TASK OBJECTIVE ::
Pull out every line below that contains the word "point", and copy each one over unchanged.

________________________

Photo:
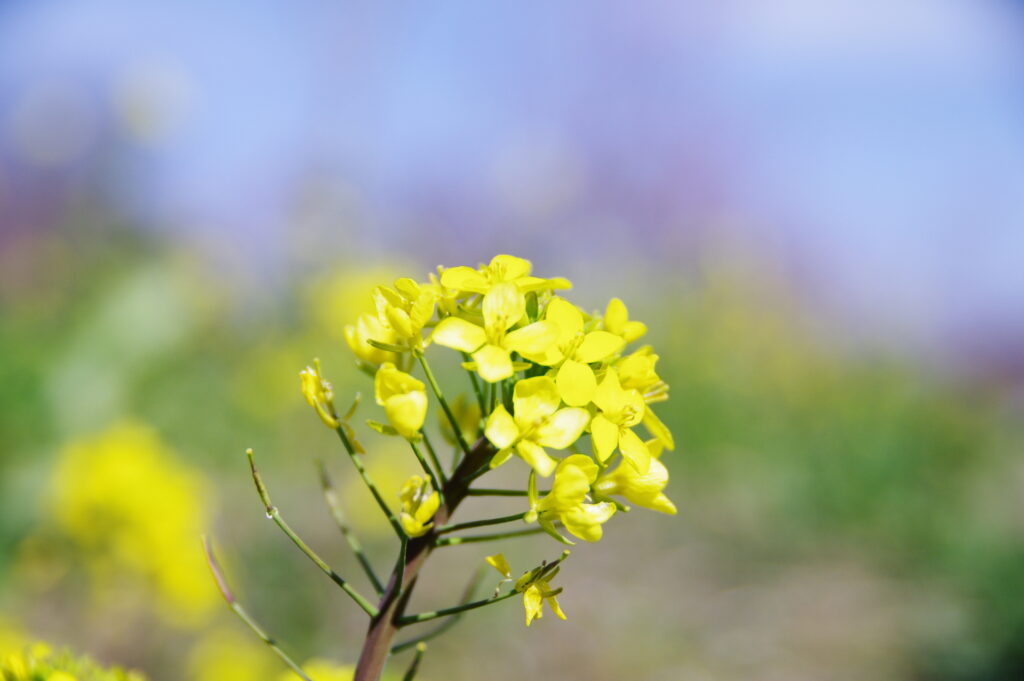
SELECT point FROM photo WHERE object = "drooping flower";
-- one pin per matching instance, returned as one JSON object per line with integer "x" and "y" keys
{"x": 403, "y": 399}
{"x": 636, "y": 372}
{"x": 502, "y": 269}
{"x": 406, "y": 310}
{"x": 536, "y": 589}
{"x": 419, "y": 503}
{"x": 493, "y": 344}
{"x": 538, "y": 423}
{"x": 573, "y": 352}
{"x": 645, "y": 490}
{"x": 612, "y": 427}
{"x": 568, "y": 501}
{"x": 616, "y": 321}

________________________

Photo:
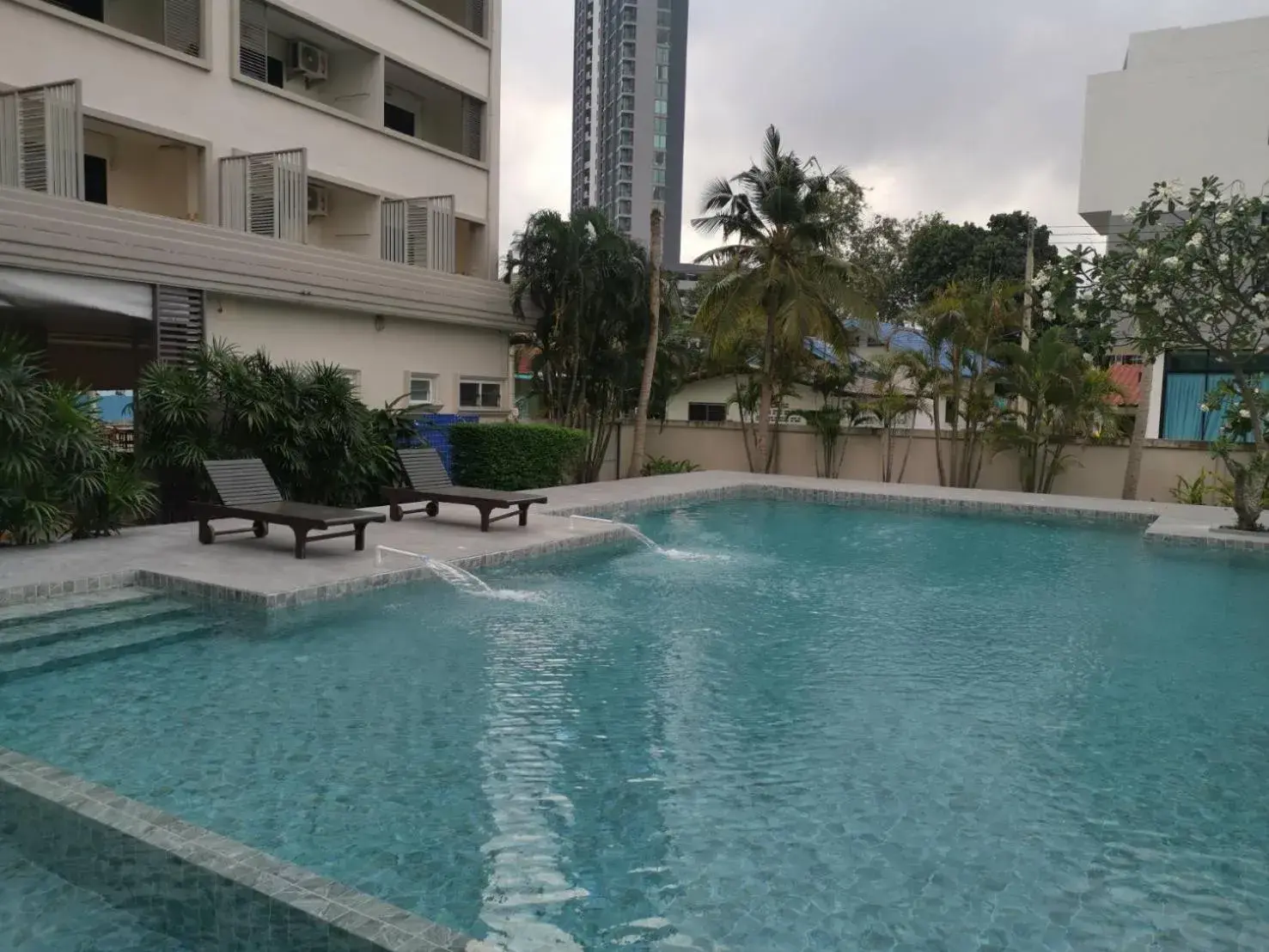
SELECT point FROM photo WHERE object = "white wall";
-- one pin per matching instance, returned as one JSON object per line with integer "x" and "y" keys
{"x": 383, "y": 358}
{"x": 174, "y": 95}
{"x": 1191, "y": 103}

________________________

TASK ANSWER ::
SELECT point FROM photo WHERE object = "drooping flower";
SELECT point FROM photo WHERE object = "white wall";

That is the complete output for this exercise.